§ **LIST OF TASKS**:
• 1. In the passage on the East Ramapo school board, reproduce the part starting with "The state Supreme" and going on through "a previous article.", with "appeal" replaced by "challenge".
• 2. Condense the paragraph of the East Ramapo school board passage that begins "The state Supreme Court recently upheld" into a shorter version that keeps its main facts.
• 3. Write the next part of the passage on the East Ramapo school board, picking up after its final sentence.

According to Spring Valley’s branch of the National Association for the Advancement of Colored People, growing tensions between the secular community and the Orthodox and Ultraorthodox Jewish dominated school board are a result of manipulative, segregational voting behavior, “minimizing public school funding by defeating budgets for anything above mandated services, while maximizing the use of public funds for segregated religious schools by bending the law.”
The state Supreme Court recently upheld the New York Department of Education’s finding the East Ramapo School District guilty of repeatedly violating federal law by placing students with disabilities into private, religious schools when less restrictive options were available, a decision the board plans to appeal for a third time. The district projects it will spend $2.66 million in 2014 for this and other legal battles which have plagued it throughout the past few years, according to a previous article.

§ **RAW DATA**:

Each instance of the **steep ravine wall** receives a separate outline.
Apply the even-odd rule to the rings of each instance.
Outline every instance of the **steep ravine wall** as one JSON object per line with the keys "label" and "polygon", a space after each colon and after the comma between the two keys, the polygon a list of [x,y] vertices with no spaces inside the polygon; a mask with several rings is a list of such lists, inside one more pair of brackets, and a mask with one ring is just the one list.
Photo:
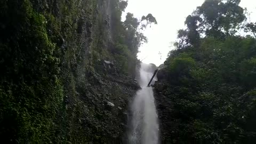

§ **YOUR RESPONSES**:
• 1.
The state Supreme Court recently upheld the New York Department of Education’s finding the East Ramapo School District guilty of repeatedly violating federal law by placing students with disabilities into private, religious schools when less restrictive options were available, a decision the board plans to challenge for a third time. The district projects it will spend $2.66 million in 2014 for this and other legal battles which have plagued it throughout the past few years, according to a previous article.

• 2. The state Supreme Court upheld the New York Department of Education's finding that the East Ramapo School District repeatedly violated federal law by placing students with disabilities in private, religious schools when less restrictive options were available. The board plans to appeal for a third time. According to a previous article, the district projects spending $2.66 million in 2014 on this and the other legal battles of recent years.

• 3.
On Tuesday, Rockland Clergy for Social Justice announced their plan to visit Albany on April 30, where they will ask that state representatives begin to oversee decisions made by the school board, which is currently under investigation by other state and country-wide financial and ethical protection agencies.

These include the United States Department of Education’s Inspector General and Office for Civil Rights; the New York State Comptroller’s Office and the New York Civil Liberties Union for Fiscal irregularies, including diverting public funds to segregated religious schools, according to a recent Spring Valley NAACP press release.

The Education chairman for the Spring Valley NAACP, Dr. Oscar Cohen, said Tuesday, in response to a question by a Rockland County Times reporter on the correspondence thus far with Governor Cuomo’s office, that the visit to Albany occurs after ongoing conversations with the state’s deputy secretaries for civil rights and education, Alphonso David and Ian Rosenblum, failed to yield results.

“Initially they said, ‘We empathize, we understand, but the governor does not have the power to do anything about the situation; it’s only up to the legislature,’” said Dr. Cohen. “We raised with these deputy secretaries that the governor seemed to find the power to deal with gun control, marriage equality, medical marijuana; that we didn’t understand how he didn’t have any power to deal with the education of children going to public schools in East Ramapo. They no longer throw that back to us.”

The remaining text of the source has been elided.